(Pointing records)
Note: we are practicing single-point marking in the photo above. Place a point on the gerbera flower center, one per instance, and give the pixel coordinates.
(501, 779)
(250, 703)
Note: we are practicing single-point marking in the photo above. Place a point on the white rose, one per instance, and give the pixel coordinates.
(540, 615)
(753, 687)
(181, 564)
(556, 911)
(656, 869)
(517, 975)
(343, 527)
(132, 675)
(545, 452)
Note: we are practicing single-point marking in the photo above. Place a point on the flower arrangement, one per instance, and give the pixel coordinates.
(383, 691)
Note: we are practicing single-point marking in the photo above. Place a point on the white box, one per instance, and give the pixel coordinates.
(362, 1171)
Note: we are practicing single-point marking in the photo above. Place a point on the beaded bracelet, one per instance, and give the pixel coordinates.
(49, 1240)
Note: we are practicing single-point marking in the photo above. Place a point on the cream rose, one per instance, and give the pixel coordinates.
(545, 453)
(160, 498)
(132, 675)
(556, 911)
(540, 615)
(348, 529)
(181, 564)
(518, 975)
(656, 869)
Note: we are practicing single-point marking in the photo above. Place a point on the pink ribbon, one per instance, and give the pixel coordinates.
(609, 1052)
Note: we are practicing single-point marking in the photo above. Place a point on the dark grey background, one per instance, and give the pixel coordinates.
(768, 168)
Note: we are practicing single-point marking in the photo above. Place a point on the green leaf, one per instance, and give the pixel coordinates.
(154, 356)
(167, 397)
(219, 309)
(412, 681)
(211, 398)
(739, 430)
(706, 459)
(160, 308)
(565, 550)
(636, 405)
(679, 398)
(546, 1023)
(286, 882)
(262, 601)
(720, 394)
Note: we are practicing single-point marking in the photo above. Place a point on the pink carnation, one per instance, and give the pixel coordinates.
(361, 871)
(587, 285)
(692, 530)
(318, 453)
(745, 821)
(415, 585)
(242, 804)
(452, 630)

To be done ▸ Reproduce the lines from the one containing "on the cream" through the end of the records, both ends included and requests kept. Multiply every coordinate in the answers by 2 and round to whole numbers, rounding halves up.

Answer to the task ▸
Note: we are practicing single-point marking in the photo above. Place a point on the cream rose, one per instance, and give the pixel coordinates.
(1090, 906)
(320, 996)
(264, 1350)
(1112, 1822)
(1080, 1230)
(696, 1058)
(362, 1128)
(1036, 1950)
(1312, 1738)
Note: we are practicing single-point marking in the photo above. Place a point on the pink ribbon, one per instance, and give the pixel coordinates.
(1218, 2104)
Note: we are practicing single-point marking in the photo above. Place a point on the dark grey background, one per instance, and give the pixel coordinates.
(1536, 336)
Note: we are practicing single-point marking in the photo above. Place a point on the green leaf, one per instance, and give the pixel coordinates.
(308, 712)
(334, 794)
(438, 618)
(824, 1362)
(422, 796)
(1478, 860)
(1412, 918)
(320, 616)
(1130, 1100)
(1272, 810)
(1358, 796)
(1092, 2046)
(572, 1764)
(524, 1202)
(1440, 788)
Note: we are practicing single-point marking in the photo above. Place a point on the pink carnation, one per instance, and give the pixel coordinates.
(722, 1742)
(1174, 570)
(1384, 1060)
(636, 906)
(1490, 1642)
(830, 1170)
(484, 1608)
(904, 1260)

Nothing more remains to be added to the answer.